### Stored items from a collection:

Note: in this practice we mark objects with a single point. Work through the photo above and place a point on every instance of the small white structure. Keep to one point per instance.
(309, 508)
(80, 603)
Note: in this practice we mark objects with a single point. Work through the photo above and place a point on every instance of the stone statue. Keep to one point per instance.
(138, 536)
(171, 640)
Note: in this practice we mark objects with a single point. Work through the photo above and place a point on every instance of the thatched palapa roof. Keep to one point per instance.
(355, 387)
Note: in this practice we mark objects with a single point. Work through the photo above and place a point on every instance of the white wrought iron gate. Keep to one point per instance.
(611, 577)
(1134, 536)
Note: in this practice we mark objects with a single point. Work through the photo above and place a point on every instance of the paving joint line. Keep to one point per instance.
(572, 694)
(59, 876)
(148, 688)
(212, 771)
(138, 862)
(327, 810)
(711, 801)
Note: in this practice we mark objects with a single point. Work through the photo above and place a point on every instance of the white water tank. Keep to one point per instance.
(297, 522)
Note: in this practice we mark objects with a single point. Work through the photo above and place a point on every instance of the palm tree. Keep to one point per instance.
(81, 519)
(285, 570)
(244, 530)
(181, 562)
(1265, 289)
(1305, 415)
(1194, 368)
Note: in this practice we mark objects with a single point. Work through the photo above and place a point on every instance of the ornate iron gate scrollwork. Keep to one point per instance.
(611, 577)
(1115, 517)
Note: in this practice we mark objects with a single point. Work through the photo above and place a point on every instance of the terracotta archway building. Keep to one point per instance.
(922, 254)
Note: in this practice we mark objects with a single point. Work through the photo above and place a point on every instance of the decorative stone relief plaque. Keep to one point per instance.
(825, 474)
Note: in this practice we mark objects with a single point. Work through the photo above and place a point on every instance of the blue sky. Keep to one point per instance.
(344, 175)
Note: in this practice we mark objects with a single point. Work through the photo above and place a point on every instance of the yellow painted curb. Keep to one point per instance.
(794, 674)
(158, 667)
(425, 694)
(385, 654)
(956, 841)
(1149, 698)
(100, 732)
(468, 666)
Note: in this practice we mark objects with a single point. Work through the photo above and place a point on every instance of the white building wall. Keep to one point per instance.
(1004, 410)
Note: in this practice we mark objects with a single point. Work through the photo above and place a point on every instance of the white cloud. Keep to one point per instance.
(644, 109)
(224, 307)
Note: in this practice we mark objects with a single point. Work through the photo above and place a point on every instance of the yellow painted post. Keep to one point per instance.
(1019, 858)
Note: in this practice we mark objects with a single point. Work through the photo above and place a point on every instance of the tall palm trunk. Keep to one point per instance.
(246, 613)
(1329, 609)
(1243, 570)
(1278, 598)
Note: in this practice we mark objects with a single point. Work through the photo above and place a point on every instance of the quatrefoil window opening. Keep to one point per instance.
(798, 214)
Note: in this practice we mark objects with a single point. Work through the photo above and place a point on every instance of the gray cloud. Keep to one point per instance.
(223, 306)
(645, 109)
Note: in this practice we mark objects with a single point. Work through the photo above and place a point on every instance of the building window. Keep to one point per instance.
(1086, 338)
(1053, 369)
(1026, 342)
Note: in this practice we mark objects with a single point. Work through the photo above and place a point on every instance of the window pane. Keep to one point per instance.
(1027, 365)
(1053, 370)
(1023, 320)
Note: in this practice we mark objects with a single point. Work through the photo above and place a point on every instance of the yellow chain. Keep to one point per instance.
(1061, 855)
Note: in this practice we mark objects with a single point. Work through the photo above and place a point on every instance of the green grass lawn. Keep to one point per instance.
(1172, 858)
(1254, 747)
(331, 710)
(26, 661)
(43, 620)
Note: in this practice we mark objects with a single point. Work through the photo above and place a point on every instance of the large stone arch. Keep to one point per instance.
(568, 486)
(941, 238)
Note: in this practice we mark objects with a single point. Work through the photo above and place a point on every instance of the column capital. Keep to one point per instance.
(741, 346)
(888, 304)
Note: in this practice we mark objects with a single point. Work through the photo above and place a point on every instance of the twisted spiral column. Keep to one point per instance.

### Task to carry out:
Return these lines unchanged, covering every entry.

### Solution for this exercise:
Note: in this practice we mark objects with a single point. Work through the photo above and place a point on every instance of the small white structure. Keep to one point per instance.
(309, 508)
(80, 603)
Note: in this practice we mark objects with a single point. Work through the photo above and place a point on every instance of the stone statue. Keep to one point per instance.
(138, 536)
(171, 640)
Note: in this practice we mark objects with a single point. Work through the photo above and place a point on every instance of the thatched palapa roof. Keep to one point per instance.
(355, 387)
Note: in this practice we mark objects with a single point. Work through the photo above and place a point on every instance of the white wrought iron gate. Keep to one point per instance.
(611, 577)
(1134, 536)
Note: in this practice we mark objects with a single point. Work through the photo above and place a point on every instance of the paving joint line. Keep to one point per instance.
(572, 694)
(59, 876)
(148, 688)
(212, 771)
(138, 862)
(327, 810)
(711, 801)
Note: in this practice we mark objects with a single point. Work through the photo above and place a point on every instance of the white water tank. Keep to one point per instance.
(297, 522)
Note: in this practice we mark objects with a single point. Work through the photo above and place a point on every instance of the palm tree. Keep to one point per instance.
(81, 519)
(285, 570)
(244, 530)
(181, 562)
(1265, 289)
(1305, 415)
(1194, 368)
Note: in this practice we mark objects with a single point. Work through the photo above and place a point on every instance of the ornate iron gate scrollwork. Keep to one point per instance.
(611, 577)
(1115, 517)
Note: in this practice we mark objects with a single point. Work through the photo above and place a point on every instance of the terracotta archway building. Keep to one point per instance.
(922, 254)
Note: in this practice we mark objects with a single point. Work through the photo above and place a point on every instance of the decorative stone relief plaque. Keep to one point per instance.
(825, 474)
Note: in this practice we mark objects with a single point. Work through the photo above and place a point on every instance of the blue sky. Keep to one point per instance.
(344, 175)
Note: in this practice we mark objects with a single point. Work through the photo above and place a point on every instance of the yellow painted curb. Keep to one point per instance.
(794, 674)
(158, 667)
(425, 694)
(385, 654)
(956, 841)
(1149, 698)
(100, 732)
(468, 666)
Note: in this practice we mark objects with a single point. Work through the photo above and place a point on every instance of the white building wall. Keep to one point per instance.
(1004, 410)
Note: in this practice we mark objects with a single point. Work through the photo above and place a point on every instance of the white cloud. Keep to one point per instance.
(644, 109)
(224, 307)
Note: in this practice we mark objects with a single point. Work through the photo above and place a point on every instance of the yellow painted post. Keep to one point per instance.
(1019, 858)
Note: in this practice we mark objects with a single point. Work through the photo above and place a point on every instance of the tall palm trunk. Keep to one point per instance.
(246, 613)
(1329, 609)
(1243, 570)
(1278, 598)
Note: in this practice we mark objects with a single point. Work through the photo above and place a point on every instance of the quatrefoil window opening. Keep to one point per instance.
(798, 214)
Note: in this practice we mark objects with a single point. Work through the photo above and place a point on every instance of the gray cloud. Keep to one point per instance.
(223, 306)
(645, 109)
Note: in this practice we mark objects with a single point. Work through the photo above and place a point on every instance of the building window. Keep to one point per instance.
(1086, 338)
(1053, 369)
(1026, 342)
Note: in this practice we mark objects with a single point. Work through the photo above and place a point on every instance of the window pane. Keep to one point per instance.
(1027, 365)
(1053, 370)
(1023, 320)
Note: in this practice we mark objects with a single point. Work through the photo above and place a point on every instance of the yellow chain. Keep to one point per instance.
(1061, 855)
Note: in this practice we mark objects with a single point. Work through the photo above and place a point on every instance of the green grass lawn. Keep to one point per instance.
(1172, 858)
(1254, 747)
(331, 710)
(26, 661)
(43, 620)
Note: in this practice we mark objects with a single point. Work through the photo above and place a point on every instance of the large stone arch. Keep to one point per instance.
(568, 486)
(941, 238)
Note: in this practice we mark objects with a single point. Work through the photo above and place a point on every instance of the column capital. Keep to one point per instance.
(741, 346)
(888, 304)
Note: in this practice we mark objects with a single point. Work through the photo above and place a point on every instance of the twisted spiral column. Keep to one point per instance.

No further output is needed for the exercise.